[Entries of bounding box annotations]

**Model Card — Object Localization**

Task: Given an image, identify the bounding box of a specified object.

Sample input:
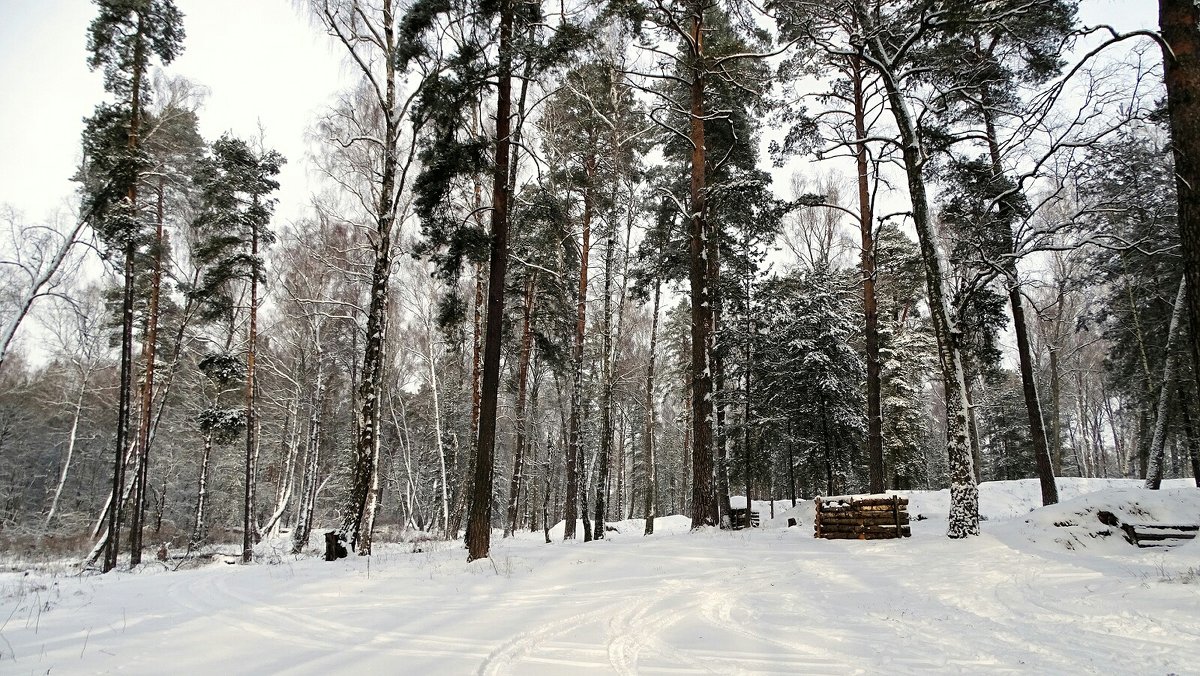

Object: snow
[0,479,1200,674]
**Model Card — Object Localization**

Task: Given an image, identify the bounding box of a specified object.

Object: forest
[0,0,1200,572]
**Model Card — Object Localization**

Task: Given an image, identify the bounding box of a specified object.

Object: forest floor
[0,479,1200,675]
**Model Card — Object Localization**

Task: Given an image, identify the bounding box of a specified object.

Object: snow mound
[997,487,1200,558]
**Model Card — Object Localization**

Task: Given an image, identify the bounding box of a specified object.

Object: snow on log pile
[812,495,912,540]
[997,486,1200,554]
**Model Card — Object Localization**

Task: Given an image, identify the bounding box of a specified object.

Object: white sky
[0,0,1158,230]
[0,0,342,224]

[Written instruction]: Reproduce the entire listing above line for line, multiplying every bounding box coordinate in the answers by 1.8 and rounding each result to a whole number, with halves rounded up. Leave out the pictures.

[Task output]:
**Model Card — Object Localization**

Task: Given an image, identify the bounding box of a specified object.

Sample input:

Object: snow
[0,862,2160,1213]
**Model Card — Object Localization**

Task: Given an image, identify the bounding box of a specified object.

Object: forest
[0,0,2160,1030]
**Model Card — Object Localization**

Task: Given an image, identify the bounding box of a specified object.

Object: forest floor
[0,862,2160,1215]
**Model Card — Object Localization**

Task: Given an image, identify the bounding box of a specified object.

Object: snow mound
[1795,877,2160,1004]
**Model Card — Object Localization**

Task: Given an image, identify the bounding box of a specified object.

Object: snow on log pile
[1462,891,1642,972]
[1795,875,2160,997]
**Model Card — Object Localization**

Task: Given an image, identify the bounding box of a specified object.

Object: white sky
[0,0,2084,414]
[0,0,616,403]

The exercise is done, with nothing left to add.